- REQUIRED TASK
Only the lines from the one containing "shaped like [537,338]." through the end of the data below should be copied, each exactly as written and with both ends kept.

- TASK INPUTS
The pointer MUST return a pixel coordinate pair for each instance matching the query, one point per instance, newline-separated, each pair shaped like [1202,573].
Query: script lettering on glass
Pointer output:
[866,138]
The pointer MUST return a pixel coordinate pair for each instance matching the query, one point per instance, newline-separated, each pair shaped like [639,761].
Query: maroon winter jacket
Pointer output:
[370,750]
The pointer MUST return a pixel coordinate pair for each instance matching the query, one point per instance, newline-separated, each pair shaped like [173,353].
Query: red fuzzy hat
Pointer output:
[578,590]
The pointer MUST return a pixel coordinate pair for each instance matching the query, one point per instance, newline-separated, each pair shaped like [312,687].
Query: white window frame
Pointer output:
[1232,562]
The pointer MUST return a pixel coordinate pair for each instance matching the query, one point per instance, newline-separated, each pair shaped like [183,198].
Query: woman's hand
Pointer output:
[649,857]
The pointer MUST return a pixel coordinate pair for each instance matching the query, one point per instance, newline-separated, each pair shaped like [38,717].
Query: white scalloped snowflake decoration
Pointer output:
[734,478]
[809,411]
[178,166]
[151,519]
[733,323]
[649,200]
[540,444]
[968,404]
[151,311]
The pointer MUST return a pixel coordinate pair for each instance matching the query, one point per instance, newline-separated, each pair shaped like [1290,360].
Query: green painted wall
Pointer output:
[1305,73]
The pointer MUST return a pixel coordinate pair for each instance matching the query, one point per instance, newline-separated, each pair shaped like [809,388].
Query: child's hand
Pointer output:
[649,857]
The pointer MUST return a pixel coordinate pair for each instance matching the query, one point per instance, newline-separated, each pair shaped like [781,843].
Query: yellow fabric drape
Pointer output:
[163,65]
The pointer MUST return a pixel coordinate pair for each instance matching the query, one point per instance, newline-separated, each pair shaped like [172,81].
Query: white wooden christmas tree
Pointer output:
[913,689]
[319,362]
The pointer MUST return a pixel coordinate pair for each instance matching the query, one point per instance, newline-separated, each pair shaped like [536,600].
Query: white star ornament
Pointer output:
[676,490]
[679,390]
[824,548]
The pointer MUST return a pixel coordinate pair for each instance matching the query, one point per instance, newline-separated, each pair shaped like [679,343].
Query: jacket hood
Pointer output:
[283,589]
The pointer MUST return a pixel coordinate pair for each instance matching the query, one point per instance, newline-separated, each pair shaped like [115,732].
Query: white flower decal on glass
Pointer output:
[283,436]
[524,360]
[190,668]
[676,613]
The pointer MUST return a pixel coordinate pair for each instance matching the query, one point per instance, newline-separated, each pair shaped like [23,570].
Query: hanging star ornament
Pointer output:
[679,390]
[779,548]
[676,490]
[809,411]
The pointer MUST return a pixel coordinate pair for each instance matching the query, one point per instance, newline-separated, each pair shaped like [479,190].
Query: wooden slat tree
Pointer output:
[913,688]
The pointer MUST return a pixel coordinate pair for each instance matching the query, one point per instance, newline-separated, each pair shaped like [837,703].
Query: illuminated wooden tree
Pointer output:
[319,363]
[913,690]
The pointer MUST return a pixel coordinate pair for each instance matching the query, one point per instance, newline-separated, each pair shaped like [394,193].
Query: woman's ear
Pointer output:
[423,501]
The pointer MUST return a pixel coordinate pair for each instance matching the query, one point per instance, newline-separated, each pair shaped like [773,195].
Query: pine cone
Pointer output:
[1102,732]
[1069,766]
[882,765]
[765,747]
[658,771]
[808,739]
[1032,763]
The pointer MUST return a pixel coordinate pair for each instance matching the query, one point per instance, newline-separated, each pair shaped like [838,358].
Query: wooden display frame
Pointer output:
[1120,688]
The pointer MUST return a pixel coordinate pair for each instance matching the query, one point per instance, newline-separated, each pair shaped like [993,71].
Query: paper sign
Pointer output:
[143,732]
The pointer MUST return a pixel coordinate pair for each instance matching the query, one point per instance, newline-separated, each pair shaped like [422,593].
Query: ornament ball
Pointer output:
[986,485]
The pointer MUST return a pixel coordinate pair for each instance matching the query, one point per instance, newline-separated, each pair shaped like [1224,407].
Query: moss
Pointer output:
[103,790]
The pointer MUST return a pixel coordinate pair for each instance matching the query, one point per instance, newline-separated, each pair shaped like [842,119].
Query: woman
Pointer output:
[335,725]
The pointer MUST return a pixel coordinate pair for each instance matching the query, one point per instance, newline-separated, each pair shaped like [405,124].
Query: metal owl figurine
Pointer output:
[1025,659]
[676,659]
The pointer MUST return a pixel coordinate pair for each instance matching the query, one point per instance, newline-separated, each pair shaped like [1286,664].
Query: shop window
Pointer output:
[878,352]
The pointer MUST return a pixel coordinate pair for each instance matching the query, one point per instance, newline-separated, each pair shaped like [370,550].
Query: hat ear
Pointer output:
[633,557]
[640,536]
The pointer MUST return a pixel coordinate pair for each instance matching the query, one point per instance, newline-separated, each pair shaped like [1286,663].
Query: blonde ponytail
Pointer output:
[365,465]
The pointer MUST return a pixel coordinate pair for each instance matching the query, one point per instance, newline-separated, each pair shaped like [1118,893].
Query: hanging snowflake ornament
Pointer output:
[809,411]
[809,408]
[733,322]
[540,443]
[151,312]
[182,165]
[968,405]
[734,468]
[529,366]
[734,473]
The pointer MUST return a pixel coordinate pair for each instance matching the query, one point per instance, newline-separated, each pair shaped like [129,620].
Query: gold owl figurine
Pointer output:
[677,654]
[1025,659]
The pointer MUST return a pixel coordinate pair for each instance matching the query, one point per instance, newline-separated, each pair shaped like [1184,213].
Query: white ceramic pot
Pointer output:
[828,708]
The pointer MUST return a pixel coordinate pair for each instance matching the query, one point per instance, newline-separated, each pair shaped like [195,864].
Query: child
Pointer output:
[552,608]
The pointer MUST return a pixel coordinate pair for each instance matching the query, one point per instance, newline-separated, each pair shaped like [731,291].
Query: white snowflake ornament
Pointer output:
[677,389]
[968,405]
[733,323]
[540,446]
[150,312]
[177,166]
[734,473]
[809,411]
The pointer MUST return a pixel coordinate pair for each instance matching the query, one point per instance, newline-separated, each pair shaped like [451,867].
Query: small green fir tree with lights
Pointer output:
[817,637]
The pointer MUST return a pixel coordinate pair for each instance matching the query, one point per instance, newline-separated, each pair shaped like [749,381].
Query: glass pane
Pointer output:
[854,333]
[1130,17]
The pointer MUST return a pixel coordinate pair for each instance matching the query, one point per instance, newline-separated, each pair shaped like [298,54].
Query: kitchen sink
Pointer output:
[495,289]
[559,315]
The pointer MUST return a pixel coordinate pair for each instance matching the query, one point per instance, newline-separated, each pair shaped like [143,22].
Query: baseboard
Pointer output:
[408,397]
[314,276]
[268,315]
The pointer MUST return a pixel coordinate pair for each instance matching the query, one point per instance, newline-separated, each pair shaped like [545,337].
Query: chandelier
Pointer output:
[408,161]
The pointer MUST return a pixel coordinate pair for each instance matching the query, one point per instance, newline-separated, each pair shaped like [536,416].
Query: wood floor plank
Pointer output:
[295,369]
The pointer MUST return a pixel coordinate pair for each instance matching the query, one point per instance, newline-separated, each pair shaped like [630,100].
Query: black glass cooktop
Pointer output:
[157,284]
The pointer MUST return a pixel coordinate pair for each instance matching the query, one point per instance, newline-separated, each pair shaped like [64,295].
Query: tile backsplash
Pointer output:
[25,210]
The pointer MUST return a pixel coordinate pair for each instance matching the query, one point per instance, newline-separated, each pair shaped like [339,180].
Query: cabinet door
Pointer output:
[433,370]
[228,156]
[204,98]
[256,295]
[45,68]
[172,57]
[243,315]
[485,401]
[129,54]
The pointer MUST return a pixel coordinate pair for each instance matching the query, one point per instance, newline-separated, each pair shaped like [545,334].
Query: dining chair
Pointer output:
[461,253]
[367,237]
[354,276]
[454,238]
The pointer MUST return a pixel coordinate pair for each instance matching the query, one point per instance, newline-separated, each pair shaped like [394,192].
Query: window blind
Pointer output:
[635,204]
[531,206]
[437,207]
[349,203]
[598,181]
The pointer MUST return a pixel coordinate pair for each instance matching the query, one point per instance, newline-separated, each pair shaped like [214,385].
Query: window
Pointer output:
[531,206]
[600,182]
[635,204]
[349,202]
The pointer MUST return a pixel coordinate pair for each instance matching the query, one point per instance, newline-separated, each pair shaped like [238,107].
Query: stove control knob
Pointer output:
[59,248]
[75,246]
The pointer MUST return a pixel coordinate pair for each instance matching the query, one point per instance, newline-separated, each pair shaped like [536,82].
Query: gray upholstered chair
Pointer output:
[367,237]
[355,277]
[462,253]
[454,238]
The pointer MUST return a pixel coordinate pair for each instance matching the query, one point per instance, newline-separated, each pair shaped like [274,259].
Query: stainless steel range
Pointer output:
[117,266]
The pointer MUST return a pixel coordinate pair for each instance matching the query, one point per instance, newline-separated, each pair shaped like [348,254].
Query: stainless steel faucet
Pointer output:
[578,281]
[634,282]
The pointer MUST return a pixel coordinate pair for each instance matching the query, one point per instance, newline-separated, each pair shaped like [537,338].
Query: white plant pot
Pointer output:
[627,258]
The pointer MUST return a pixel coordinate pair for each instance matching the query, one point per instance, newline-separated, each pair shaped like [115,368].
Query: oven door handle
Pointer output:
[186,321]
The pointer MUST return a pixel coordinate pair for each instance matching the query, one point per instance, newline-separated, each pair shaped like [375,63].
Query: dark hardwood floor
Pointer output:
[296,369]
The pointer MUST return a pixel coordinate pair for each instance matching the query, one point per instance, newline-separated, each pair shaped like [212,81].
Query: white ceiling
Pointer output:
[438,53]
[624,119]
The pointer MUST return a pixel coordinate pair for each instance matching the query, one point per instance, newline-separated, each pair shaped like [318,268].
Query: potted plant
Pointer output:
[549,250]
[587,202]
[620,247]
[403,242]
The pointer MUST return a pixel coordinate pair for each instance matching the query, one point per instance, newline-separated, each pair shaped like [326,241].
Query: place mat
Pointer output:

- SOLUTION FOR THIS TASK
The pointer MUST return a pixel coordinate pair for each instance matching the query, one point per instance, newline-separated, each pair shaped like [537,338].
Query: white plant pot
Pointer output:
[627,258]
The pointer MUST return a pixel coordinate pair for each instance matching the query, one point per instance, newline-separated, each pair shaped like [115,368].
Query: oven door handle
Pointer output:
[186,321]
The pointer MUST return a pixel coordinate pair for each instance matching the query, one point per instance, newline-separated, each pair shaped like [375,63].
Query: dark hardwood floor
Pointer output:
[296,369]
The pointer MUST return a pixel coordinate pair for each instance matching the query, one point per instance, newline-separated, each pair shaped like [212,81].
Query: white ceiling
Pointer output:
[438,53]
[624,119]
The pointer MUST return a pixel coordinate pair for each instance matching the query, one point per instance, newline-separated, each pair shaped like [318,268].
Query: potted plant
Pointer output:
[549,250]
[587,202]
[620,247]
[403,242]
The pointer MUST return a pixel coordinate pair for each instance matching the query, one point per instance, newline-separated, each pair shaped like [326,241].
Query: place mat
Pointer output:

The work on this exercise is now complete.